Exercise instructions — Reproduce each line exactly.

(Entries from a pointing dataset)
= = = = = = =
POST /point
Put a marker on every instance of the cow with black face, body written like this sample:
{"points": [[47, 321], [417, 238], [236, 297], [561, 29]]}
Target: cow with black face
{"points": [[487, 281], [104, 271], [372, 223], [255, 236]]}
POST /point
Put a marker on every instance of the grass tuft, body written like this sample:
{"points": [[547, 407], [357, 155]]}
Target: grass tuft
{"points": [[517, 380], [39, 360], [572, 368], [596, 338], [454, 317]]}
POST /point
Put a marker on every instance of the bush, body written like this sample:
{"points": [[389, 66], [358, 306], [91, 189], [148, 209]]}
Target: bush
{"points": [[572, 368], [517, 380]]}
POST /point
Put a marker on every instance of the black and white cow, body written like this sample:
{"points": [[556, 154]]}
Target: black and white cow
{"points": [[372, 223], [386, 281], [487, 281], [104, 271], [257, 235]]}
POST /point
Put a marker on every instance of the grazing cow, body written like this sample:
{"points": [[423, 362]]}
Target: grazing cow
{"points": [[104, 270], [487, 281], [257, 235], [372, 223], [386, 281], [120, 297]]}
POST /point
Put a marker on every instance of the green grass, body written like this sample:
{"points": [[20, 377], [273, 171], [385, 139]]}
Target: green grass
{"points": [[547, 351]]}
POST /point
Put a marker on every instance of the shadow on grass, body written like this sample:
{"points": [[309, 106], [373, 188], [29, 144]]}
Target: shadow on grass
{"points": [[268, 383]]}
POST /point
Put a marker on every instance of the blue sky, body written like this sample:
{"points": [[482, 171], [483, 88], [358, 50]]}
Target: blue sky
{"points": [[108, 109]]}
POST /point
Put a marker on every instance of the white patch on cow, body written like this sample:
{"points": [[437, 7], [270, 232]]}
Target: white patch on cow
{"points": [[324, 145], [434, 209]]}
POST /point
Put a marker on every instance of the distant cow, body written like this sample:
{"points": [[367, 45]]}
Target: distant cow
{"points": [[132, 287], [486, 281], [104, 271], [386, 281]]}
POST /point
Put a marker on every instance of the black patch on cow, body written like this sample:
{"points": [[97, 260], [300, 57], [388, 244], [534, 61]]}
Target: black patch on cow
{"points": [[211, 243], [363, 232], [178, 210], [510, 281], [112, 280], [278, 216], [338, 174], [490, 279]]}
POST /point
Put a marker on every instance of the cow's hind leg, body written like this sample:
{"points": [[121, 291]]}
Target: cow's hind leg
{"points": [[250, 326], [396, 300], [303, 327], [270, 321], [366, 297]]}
= = = = = = =
Output below —
POST /point
Put a marker on every instance of the cow with black face, body written like this sample:
{"points": [[47, 321], [417, 238], [236, 297], [561, 29]]}
Target: cow with black face
{"points": [[487, 281], [104, 271], [372, 223], [255, 236]]}
POST /point
Put a marker on every instance of the grass tuft, body written like this sample:
{"points": [[547, 407], [357, 155]]}
Target: grass tuft
{"points": [[517, 380], [39, 360], [572, 368], [596, 338], [454, 317]]}
POST /point
Put a marker on every instance of the bush, body written like this sample:
{"points": [[389, 66], [358, 306], [91, 189], [148, 209]]}
Target: bush
{"points": [[572, 368], [517, 380]]}
POST /point
Put a marker on every instance of the black and white cow, body written like this sample:
{"points": [[556, 154]]}
Target: black and white cow
{"points": [[372, 223], [386, 281], [487, 281], [104, 271], [257, 235]]}
POST /point
Put a marker on every instance of the grazing cow, body written like this sample:
{"points": [[423, 362]]}
Target: grazing cow
{"points": [[104, 270], [487, 281], [257, 235], [372, 223], [386, 281], [120, 297]]}
POST /point
Put a marker on every instance of the green grass, body written like this sample:
{"points": [[20, 377], [273, 171], [385, 139]]}
Target: green grass
{"points": [[547, 351]]}
POST /point
Put a marker on every instance of the shadow on grass, body written like this sample:
{"points": [[309, 106], [373, 188], [29, 144]]}
Target: shadow on grass
{"points": [[268, 383]]}
POST /point
Put a marker on every instance of the blue sky, body written like this sample:
{"points": [[482, 171], [483, 88], [358, 50]]}
Target: blue sky
{"points": [[108, 109]]}
POST /point
Put a marker on every instance of the white patch on cow, body written like this sample:
{"points": [[437, 7], [270, 232]]}
Target: white patch on cow
{"points": [[324, 145], [434, 209]]}
POST /point
Put a marker on every instance of the distant cow, body written like this sample:
{"points": [[367, 45]]}
Target: distant cow
{"points": [[132, 287], [486, 281], [104, 271], [386, 281]]}
POST /point
Put a marker on every instance of the black patch on cow, body written like this sample:
{"points": [[97, 260], [300, 57], [388, 244], [534, 61]]}
Target: black patch on cow
{"points": [[211, 243], [363, 232], [178, 210], [510, 281], [112, 280], [278, 216], [338, 174], [490, 279]]}
POST /point
Put a marker on every instance of the cow's hind leg, body written like this sample:
{"points": [[121, 291]]}
Target: cow's hind leg
{"points": [[250, 326], [396, 300], [303, 327], [270, 321], [366, 297]]}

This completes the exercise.